Required action =>
When you transcribe the lines below, keep every word the same and leave the pictures behind.
──────────────────────────────
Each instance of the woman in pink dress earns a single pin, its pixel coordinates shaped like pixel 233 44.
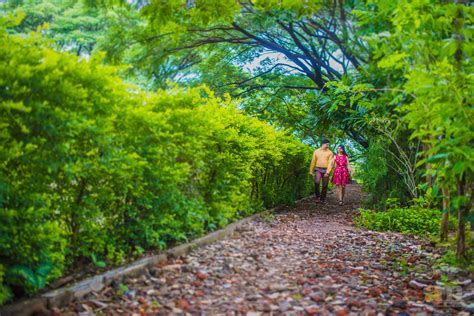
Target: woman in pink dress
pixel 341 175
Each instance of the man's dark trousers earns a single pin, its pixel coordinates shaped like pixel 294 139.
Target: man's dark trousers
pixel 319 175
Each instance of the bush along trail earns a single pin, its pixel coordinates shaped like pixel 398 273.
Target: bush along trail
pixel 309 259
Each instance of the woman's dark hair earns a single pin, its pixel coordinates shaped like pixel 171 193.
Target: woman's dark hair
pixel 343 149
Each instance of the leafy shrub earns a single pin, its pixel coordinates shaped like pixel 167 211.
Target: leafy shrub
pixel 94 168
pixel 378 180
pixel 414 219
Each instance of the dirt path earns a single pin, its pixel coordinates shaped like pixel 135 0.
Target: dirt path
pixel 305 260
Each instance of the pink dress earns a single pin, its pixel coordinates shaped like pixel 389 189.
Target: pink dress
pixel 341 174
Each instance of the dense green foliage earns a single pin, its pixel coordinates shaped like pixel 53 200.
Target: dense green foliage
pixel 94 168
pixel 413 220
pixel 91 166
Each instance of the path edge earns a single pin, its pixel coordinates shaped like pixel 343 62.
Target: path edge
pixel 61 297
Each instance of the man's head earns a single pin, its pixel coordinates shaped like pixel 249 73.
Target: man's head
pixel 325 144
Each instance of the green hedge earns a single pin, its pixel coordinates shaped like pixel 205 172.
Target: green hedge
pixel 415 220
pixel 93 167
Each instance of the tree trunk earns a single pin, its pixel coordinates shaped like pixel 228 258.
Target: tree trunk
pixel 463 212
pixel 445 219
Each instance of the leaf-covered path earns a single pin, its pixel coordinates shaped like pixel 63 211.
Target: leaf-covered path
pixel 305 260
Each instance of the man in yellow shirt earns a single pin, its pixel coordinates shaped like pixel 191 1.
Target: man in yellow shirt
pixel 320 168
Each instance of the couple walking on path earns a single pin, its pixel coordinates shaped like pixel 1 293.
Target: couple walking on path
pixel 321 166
──────────────────────────────
Answer box =>
Each instance of the woman in pink dress earns a single pin, its pixel coordinates shaped like pixel 233 44.
Target: woman in pink dress
pixel 341 175
Each instance of the man's dark trousers earns a single pin, its pixel coordinates shaped like pixel 294 139.
Target: man's dark trousers
pixel 319 175
Each instance of the bush along trail earns a single pin, its pixel coordinates shaped like pixel 398 273.
Target: bush along trail
pixel 309 259
Each instance of the woman's dark hair earns a single pin, its pixel coordinates shaped like pixel 171 193.
Target: woman's dark hair
pixel 343 149
Each instance of the leafy shrub earns a single pin, its pixel coordinates shaped like pixel 167 211.
Target: leafy shrub
pixel 94 168
pixel 378 180
pixel 414 219
Each instance of the dirt path earns a single pin, its pixel coordinates shaped like pixel 135 0.
Target: dirt path
pixel 305 260
Each instance of the pink dress earns a single pin, its pixel coordinates shaped like pixel 389 189.
Target: pink dress
pixel 341 174
Each instance of the dense green foliage earns a single pin, its pixel coordinates shaped like pixel 53 200.
Target: dense green foliage
pixel 94 168
pixel 413 220
pixel 91 166
Each instance of the path edge earns a single pin, its pixel coordinates shaped like pixel 343 62.
Target: path edge
pixel 61 297
Each instance of the man's head earns a single pin, its pixel coordinates shaped like pixel 249 73.
Target: man's head
pixel 325 144
Each instance of the green hedge earns a single pin, its pixel coordinates shaped like pixel 205 172.
Target: green hedge
pixel 415 220
pixel 93 167
Each instance of the tree trunk earns a single pin, its pixel coordinates shaped like pixel 228 258.
Target: tree trunk
pixel 463 212
pixel 445 219
Each instance of the leaf-covered path earns a single pin, its pixel coordinates shaped like pixel 63 211.
Target: leaf-covered path
pixel 305 260
Each instance of the man in yellow shirt earns a single pin, its pixel coordinates shaped like pixel 191 1.
Target: man in yellow shirt
pixel 320 168
Each instance of the couple walking on path earns a single pin, its pixel coordinates shaped like pixel 1 293.
Target: couple walking on path
pixel 321 166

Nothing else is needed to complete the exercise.